↓↓↓

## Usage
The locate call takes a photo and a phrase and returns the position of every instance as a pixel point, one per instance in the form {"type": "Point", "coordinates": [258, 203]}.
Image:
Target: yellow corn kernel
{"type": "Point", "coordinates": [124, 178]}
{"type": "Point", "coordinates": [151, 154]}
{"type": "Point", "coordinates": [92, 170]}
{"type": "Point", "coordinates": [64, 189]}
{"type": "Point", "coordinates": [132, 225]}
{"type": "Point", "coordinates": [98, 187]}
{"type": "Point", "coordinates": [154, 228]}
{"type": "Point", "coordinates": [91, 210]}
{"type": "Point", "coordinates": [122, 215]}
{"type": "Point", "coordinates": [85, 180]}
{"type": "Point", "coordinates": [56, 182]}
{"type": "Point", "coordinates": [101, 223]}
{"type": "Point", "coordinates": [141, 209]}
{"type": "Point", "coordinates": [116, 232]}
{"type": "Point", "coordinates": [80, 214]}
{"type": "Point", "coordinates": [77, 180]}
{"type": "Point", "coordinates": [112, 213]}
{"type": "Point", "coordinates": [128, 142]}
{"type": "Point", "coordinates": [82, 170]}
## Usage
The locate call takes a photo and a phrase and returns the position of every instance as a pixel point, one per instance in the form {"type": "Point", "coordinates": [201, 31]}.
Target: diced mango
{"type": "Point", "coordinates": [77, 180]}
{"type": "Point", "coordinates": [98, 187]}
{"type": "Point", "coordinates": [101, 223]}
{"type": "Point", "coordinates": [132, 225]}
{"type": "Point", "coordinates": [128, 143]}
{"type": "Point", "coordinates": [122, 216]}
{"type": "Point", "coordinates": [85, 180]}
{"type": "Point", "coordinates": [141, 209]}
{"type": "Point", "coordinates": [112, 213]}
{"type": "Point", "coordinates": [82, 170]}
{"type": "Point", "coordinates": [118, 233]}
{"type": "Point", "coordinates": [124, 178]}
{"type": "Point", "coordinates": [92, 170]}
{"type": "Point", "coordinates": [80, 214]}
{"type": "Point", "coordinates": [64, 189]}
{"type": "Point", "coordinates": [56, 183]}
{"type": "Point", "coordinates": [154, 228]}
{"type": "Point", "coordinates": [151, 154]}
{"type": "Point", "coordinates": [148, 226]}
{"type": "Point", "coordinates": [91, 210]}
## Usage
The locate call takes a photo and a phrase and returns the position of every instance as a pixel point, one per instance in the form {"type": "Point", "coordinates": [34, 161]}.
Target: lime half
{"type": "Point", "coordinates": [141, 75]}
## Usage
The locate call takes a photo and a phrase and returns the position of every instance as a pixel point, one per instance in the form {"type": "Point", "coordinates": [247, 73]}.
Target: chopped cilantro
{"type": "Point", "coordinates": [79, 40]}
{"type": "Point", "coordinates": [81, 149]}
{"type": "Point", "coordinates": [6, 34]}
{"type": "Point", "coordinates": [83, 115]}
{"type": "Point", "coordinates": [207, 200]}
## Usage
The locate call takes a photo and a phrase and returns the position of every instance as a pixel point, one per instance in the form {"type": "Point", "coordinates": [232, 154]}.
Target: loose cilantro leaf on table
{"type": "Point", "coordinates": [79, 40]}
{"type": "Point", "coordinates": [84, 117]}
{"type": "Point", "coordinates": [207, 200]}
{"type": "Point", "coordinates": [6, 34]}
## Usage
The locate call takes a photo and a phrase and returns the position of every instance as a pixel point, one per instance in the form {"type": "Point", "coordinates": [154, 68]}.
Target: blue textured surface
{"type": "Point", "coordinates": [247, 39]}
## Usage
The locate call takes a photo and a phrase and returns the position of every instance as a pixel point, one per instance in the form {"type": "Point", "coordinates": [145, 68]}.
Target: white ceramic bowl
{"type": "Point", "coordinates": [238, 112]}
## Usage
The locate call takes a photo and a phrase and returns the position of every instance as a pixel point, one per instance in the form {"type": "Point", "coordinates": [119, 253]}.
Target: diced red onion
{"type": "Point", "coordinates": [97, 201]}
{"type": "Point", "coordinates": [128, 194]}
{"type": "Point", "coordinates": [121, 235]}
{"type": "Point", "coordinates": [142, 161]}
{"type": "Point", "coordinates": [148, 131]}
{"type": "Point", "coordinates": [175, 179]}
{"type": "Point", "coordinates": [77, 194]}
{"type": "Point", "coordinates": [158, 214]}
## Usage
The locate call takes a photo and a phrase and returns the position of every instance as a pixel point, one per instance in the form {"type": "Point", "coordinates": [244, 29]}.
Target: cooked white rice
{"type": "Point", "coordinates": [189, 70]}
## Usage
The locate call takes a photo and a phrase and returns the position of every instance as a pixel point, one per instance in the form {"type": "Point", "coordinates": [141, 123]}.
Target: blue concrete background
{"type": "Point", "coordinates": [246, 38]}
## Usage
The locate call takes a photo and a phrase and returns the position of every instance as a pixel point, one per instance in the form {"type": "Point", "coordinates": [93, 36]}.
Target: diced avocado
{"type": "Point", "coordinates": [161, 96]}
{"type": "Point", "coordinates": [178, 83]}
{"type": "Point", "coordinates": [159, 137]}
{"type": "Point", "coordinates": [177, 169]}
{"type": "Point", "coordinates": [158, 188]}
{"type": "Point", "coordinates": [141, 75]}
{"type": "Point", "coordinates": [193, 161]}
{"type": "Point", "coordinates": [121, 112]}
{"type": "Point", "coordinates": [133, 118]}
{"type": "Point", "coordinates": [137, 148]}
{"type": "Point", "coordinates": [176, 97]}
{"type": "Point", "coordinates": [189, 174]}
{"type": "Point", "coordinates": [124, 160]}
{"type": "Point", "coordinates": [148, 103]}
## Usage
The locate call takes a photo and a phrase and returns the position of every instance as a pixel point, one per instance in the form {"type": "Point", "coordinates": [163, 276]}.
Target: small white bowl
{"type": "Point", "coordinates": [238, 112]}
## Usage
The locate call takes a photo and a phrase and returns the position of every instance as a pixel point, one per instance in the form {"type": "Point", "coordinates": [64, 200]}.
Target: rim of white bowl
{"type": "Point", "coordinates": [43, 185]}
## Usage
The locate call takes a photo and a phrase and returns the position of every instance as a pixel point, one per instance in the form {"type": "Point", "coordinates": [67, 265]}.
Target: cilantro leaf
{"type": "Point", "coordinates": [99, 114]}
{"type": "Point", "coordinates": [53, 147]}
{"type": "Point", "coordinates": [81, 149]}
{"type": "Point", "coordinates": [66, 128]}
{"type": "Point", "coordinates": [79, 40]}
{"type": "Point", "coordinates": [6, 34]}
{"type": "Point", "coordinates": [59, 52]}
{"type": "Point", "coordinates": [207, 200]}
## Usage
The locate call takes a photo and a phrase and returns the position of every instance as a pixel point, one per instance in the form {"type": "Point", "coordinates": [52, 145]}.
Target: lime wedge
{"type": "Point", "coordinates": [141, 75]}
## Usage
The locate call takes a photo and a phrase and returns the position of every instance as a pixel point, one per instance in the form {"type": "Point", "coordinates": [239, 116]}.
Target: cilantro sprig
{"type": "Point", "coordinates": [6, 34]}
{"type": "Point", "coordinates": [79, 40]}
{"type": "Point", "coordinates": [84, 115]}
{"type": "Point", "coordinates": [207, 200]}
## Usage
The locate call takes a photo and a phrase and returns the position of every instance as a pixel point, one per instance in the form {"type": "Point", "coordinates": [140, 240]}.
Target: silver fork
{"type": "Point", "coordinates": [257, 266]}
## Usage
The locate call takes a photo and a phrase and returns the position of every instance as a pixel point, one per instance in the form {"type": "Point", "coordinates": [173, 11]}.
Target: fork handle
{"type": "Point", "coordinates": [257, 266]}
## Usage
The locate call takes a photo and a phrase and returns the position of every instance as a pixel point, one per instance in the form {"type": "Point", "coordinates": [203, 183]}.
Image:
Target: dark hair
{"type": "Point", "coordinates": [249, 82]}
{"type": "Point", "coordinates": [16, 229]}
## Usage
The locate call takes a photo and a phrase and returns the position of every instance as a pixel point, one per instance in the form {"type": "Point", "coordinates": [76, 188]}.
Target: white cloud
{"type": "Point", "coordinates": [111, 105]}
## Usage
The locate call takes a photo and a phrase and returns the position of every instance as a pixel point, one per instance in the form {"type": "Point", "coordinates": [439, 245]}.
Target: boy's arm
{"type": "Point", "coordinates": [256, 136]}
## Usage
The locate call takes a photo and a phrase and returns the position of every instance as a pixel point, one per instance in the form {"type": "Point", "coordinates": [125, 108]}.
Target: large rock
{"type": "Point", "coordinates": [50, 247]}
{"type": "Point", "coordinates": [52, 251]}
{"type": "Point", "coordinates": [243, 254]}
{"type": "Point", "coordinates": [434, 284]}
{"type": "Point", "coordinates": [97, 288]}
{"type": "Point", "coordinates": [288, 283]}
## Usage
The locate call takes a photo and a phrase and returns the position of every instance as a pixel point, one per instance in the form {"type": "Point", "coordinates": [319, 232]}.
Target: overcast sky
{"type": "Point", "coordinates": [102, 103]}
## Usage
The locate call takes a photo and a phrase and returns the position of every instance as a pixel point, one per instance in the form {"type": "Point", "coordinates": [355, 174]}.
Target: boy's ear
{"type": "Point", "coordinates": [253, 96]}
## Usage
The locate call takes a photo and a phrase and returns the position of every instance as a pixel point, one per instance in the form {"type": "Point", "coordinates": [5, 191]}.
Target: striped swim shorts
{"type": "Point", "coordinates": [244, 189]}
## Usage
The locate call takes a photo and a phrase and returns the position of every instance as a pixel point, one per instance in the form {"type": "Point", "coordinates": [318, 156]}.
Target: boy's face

↑↑↑

What this task involves
Once you reach the line containing "Target: striped swim shorts", transcribe it and each line after it through the end of the material, exactly and with nothing added.

Result of this task
Target: striped swim shorts
{"type": "Point", "coordinates": [244, 189]}
## Usage
The locate call takes a photo and a phrase and returns the position of every instance as a pixel point, one per instance in the form {"type": "Point", "coordinates": [318, 156]}.
Target: boy's face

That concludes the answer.